To anyone unversed in the law of defamation that, I venture to think, would appear to be the common sense of the matter. Long ago, however, the law of defamation headed firmly in a different direction. The law adopts a single standard for determining whether a newspaper article is defamatory: the ordinary reader of that newspaper. I leave aside cases where some readers may have special knowledge of facts which would cause them to give the words a different meaning.

In principle this is a crude yardstick, because readers of mass circulation newspapers vary enormously in the way they read articles and the way they interpret what they read. It is, indeed, in this very consideration that the law finds justification for its single standard. The consequence is that, in the case of some publications, there may be many readers who understand in a defamatory sense words which, by the single standard of the ordinary reader, were not defamatory. In respect of those readers a plaintiff has no remedy. The converse is equally true. So a newspaper may find itself paying damages for libel assessed by reference to a readership many of whose members did not read the words in a defamatory sense.

I do not see how, consistently with this single standard, it is possible to carve the readership of one article into different groups: those who will have read only the headlines, and those who will have read further. The question, defamatory or not, must always be answered by reference to the response of the ordinary reader to the publication”.

21.

The principle in Charleston has been applied consistently in many subsequent cases, including:

a.

By the Court of Appeal in Jeynes v News Magazines & another [2008] EWCA Civ 130 at [14]: “The article must be read as a whole, and any “bane and antidote” taken together”.

b.

By the Court of Appeal in Butt v Secretary of State for the Home Department [2019] EWCA Civ 933 at [12]: “The court must identify the notional single meaning that the statement complained of would convey to a hypothetical reasonable reader, who must be assumed to have read the whole of the statement: see Charleston…”

c.

By Sharp J (as she then was) in Dee v Telegraph Media Group Limited [2010] EWHC 294 (QB) at [27]:

“27.

When one is considering a single article the ordinary reasonable reader is taken to read the whole article before reaching a conclusion on meaning, even though, as the courts have readily recognised, many readers will not in fact have read the whole article… So too, where one article is spread over a number of pages, presumably for space or other editorial reasons, the ordinary reasonable reader is to be taken to have turned over the pages and found and read what he or she is directed to, on the continuation pages.

28.

- [Supplied material]:
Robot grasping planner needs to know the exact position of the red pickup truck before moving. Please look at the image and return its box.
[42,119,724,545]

- [Prompt 1]: In the defamation extract, what single standard does the law use to decide whether a newspaper article is defamatory?
- [Prompt 2]: Retype the stretch of the defamation extract from "When one is" through "the continuation pages.".
- [Prompt 3]:
Decide whether each statement agrees with the defamation extract. Give yes or no for each, and quote the words that settle it.
(a) In Jeynes v News Magazines, the Court of Appeal said the article must be read as a whole.
(b) Dee v Telegraph Media Group was decided by the Court of Appeal.
(c) Readers of mass circulation newspapers read and interpret articles in much the same way.

- [Full output 1]: The ordinary reader of that newspaper.

- [Full output 2]:
When one is considering a single article the ordinary reasonable reader is taken to read the whole article before reaching a conclusion on meaning, even though, as the courts have readily recognised, many readers will not in fact have read the whole article… So too, where one article is spread over a number of pages, presumably for space or other editorial reasons, the ordinary reasonable reader is to be taken to have turned over the pages and found and read what he or she is directed to, on the continuation pages.

- [Full output 3]:
(a) Yes: "The article must be read as a whole, and any “bane and antidote” taken together"
(b) No: "By Sharp J (as she then was) in Dee v Telegraph Media Group Limited [2010] EWHC 294 (QB)"
(c) No: "readers of mass circulation newspapers vary enormously in the way they read articles and the way they interpret what they read"